Do this :: Rewrite all the records below, replacing "analyst" with "reviewer" and keeping everything else unchanged. Leave the pictures out.

Data for the task ::
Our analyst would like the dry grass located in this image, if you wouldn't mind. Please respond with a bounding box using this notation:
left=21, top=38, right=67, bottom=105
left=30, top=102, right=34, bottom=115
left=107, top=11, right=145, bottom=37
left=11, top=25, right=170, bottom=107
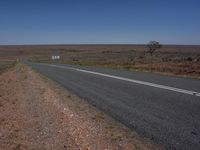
left=0, top=45, right=200, bottom=78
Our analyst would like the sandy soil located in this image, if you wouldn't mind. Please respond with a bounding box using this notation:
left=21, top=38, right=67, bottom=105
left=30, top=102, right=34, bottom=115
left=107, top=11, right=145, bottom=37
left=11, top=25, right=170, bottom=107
left=0, top=64, right=160, bottom=150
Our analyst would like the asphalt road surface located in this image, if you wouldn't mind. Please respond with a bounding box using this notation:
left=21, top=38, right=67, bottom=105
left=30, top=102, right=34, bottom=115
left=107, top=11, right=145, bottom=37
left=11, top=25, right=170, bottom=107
left=26, top=62, right=200, bottom=150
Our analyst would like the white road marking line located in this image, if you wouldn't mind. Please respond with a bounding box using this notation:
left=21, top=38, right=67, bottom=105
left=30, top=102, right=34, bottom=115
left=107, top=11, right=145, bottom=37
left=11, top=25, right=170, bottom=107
left=43, top=64, right=200, bottom=97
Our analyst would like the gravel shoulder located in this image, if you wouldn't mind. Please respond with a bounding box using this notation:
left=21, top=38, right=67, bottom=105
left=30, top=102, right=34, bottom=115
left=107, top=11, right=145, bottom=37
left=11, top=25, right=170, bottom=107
left=0, top=64, right=161, bottom=150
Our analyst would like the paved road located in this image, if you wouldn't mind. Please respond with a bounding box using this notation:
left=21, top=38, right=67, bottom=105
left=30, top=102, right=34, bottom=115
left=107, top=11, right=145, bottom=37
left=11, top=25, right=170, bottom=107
left=27, top=63, right=200, bottom=150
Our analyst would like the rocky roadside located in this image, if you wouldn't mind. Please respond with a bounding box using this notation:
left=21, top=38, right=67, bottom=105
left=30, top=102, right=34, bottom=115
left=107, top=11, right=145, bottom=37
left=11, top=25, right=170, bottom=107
left=0, top=64, right=161, bottom=150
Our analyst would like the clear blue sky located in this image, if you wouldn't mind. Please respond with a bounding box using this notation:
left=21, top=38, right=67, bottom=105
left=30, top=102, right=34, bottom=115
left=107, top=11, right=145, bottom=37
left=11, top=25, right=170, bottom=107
left=0, top=0, right=200, bottom=45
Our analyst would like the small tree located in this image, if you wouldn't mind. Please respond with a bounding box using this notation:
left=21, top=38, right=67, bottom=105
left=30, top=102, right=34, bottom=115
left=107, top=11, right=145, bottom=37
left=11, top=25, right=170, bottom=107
left=147, top=41, right=162, bottom=56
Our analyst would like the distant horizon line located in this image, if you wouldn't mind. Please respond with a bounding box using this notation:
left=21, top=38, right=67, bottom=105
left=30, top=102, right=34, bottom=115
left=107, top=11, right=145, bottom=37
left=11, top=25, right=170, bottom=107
left=0, top=43, right=200, bottom=46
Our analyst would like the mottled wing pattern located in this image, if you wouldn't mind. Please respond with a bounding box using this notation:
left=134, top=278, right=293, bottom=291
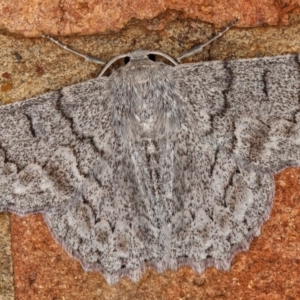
left=173, top=55, right=300, bottom=272
left=0, top=79, right=109, bottom=214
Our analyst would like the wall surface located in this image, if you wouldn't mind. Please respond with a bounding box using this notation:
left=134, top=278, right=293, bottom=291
left=0, top=0, right=300, bottom=300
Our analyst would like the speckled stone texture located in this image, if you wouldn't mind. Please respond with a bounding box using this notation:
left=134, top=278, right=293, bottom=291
left=0, top=213, right=14, bottom=300
left=0, top=1, right=300, bottom=300
left=0, top=0, right=300, bottom=36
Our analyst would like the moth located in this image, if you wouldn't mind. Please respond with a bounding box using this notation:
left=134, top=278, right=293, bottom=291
left=0, top=22, right=300, bottom=284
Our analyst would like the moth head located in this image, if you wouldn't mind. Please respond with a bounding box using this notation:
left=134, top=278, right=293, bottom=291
left=99, top=50, right=178, bottom=76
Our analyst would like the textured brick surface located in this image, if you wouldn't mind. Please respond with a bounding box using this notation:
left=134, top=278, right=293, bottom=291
left=0, top=1, right=300, bottom=300
left=0, top=213, right=14, bottom=300
left=0, top=0, right=300, bottom=36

Solution ::
Our reviewer would like the dry grass located in this image, if you wouldn't mind. Please respond with a bounding box using this notation:
left=21, top=38, right=67, bottom=105
left=30, top=102, right=34, bottom=115
left=107, top=11, right=145, bottom=37
left=11, top=25, right=170, bottom=107
left=0, top=45, right=200, bottom=78
Our reviewer would like the sandy soil located in this image, if you wouldn't mind. Please respond with a bounding box using this notation:
left=21, top=38, right=67, bottom=105
left=30, top=102, right=34, bottom=115
left=107, top=11, right=145, bottom=37
left=11, top=25, right=170, bottom=107
left=0, top=64, right=160, bottom=150
Our reviewer would like the asphalt road surface located in this image, if you wouldn't mind. Please respond with a bounding box using this notation:
left=21, top=38, right=67, bottom=105
left=30, top=102, right=34, bottom=115
left=107, top=11, right=145, bottom=37
left=11, top=25, right=170, bottom=107
left=26, top=62, right=200, bottom=150
Our reviewer would like the white road marking line located in this image, if you wouldn't mind. Please respond with a bounding box using this notation:
left=21, top=38, right=67, bottom=105
left=30, top=102, right=34, bottom=115
left=107, top=11, right=145, bottom=37
left=11, top=25, right=170, bottom=107
left=43, top=64, right=200, bottom=97
Our reviewer would like the gravel shoulder located in this image, if you wouldn't mind. Please respond with a bounding box using this notation:
left=21, top=38, right=67, bottom=105
left=30, top=102, right=34, bottom=115
left=107, top=11, right=145, bottom=37
left=11, top=25, right=170, bottom=107
left=0, top=64, right=161, bottom=150
Our reviewer would like the paved road located in this image, if you wouldn't mind. Please respond with a bounding box using this notation:
left=21, top=38, right=67, bottom=105
left=30, top=102, right=34, bottom=115
left=107, top=11, right=145, bottom=37
left=11, top=25, right=170, bottom=107
left=27, top=63, right=200, bottom=150
Our reviewer would like the rocky roadside located in this image, if you wouldn't mind. Please respond with a bounding box using this notation:
left=21, top=38, right=67, bottom=105
left=30, top=102, right=34, bottom=115
left=107, top=11, right=145, bottom=37
left=11, top=25, right=170, bottom=107
left=0, top=64, right=161, bottom=150
Our reviewer would like the clear blue sky located in this image, if you wouldn't mind. Please respond with a bounding box using this notation:
left=21, top=38, right=67, bottom=105
left=30, top=102, right=34, bottom=115
left=107, top=11, right=145, bottom=37
left=11, top=25, right=170, bottom=107
left=0, top=0, right=200, bottom=45
Our reviewer would like the small tree located in this image, if you wouldn't mind. Please respond with a bounding box using this notation:
left=21, top=38, right=67, bottom=105
left=30, top=102, right=34, bottom=115
left=107, top=11, right=145, bottom=37
left=11, top=25, right=170, bottom=107
left=147, top=41, right=162, bottom=56
Our reviewer would like the distant horizon line located in this image, if you wouldn't mind. Please respond with a bounding box using this notation:
left=21, top=38, right=67, bottom=105
left=30, top=102, right=34, bottom=115
left=107, top=11, right=145, bottom=37
left=11, top=25, right=170, bottom=107
left=0, top=43, right=200, bottom=46
Our reviewer would like the mottled wing pattern located in this image, if you wouldn't mind. Please respond with a bounding box using this notation:
left=134, top=278, right=293, bottom=291
left=173, top=55, right=300, bottom=272
left=0, top=79, right=109, bottom=214
Our reviewer would like the wall surface located in this image, if you wouldn't mind. Please respond with a bounding box using this notation:
left=134, top=278, right=293, bottom=291
left=0, top=0, right=300, bottom=300
Our reviewer would like the speckled stone texture located in this image, if you wouldn't mind. Please respond with a bounding box using this notation:
left=134, top=278, right=293, bottom=291
left=0, top=213, right=14, bottom=300
left=0, top=1, right=300, bottom=300
left=0, top=0, right=300, bottom=36
Our reviewer would like the moth located in this image, if you wouldn't mind. Please respond with a bounding box using this notation:
left=134, top=278, right=293, bottom=291
left=0, top=22, right=300, bottom=284
Our reviewer would like the moth head located in this image, if you wouldn't mind. Please respond with a bounding box using this notation:
left=134, top=278, right=293, bottom=291
left=99, top=50, right=178, bottom=76
Our reviewer would like the textured brick surface located in this image, if you wouldn't mind. Please respond with a bounding box using this notation:
left=134, top=278, right=293, bottom=291
left=0, top=1, right=300, bottom=300
left=0, top=213, right=14, bottom=300
left=0, top=0, right=300, bottom=36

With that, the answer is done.